**Work task**
Scan the data below and pick out the lines containing the word "like".

**Input for this task**
------------------------------------------------------------------------

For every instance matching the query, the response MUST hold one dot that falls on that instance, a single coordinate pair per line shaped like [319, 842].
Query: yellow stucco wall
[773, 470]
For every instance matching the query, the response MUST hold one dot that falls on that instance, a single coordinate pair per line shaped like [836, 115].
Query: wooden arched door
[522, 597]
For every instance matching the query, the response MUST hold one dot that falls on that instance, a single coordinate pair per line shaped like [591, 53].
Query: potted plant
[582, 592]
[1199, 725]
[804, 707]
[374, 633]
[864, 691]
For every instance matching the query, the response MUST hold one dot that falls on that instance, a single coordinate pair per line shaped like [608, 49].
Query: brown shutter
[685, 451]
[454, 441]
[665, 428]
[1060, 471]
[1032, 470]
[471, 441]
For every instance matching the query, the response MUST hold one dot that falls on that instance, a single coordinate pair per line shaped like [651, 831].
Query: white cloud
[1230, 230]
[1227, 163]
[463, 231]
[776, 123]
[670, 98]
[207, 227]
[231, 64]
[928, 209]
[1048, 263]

------------------------------------------------------------------------

**Written reply**
For every instance matching the query, the response MUST hold one dot that falls on that instance, a single coordinate pair per line shaped like [319, 842].
For every instance matching the query, the response MUST hold one dot that falls on that instance, a single coordinate pair per line shaped like [836, 115].
For every instance matching the query, the response MUST hold one dot that falls on that instance, a single coordinate pair per line shaped like [591, 53].
For every instance matching the query, the response MUST hold one dot that falls on that instance, a single coordinate pair per line shaped like [608, 49].
For every instance matching the query, the response MUST hold one dot that falls on that instance, a single coordinate pair per line shaped like [651, 831].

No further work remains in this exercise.